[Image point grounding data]

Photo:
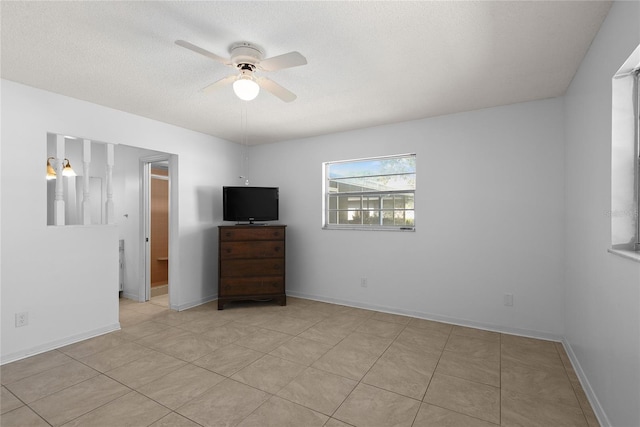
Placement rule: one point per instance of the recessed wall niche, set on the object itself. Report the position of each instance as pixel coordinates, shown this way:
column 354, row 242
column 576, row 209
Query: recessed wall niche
column 66, row 194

• **DIRECTIONS**
Your task is to set down every entry exactly, leaving out any picture it contains.

• **ANSWER TO THE PROBLEM**
Photo:
Placement rule: one point per instance of the recessed wall niche, set on the object itself. Report the position of each instance as pixel coordinates, shown this way:
column 354, row 242
column 576, row 209
Query: recessed wall niche
column 66, row 194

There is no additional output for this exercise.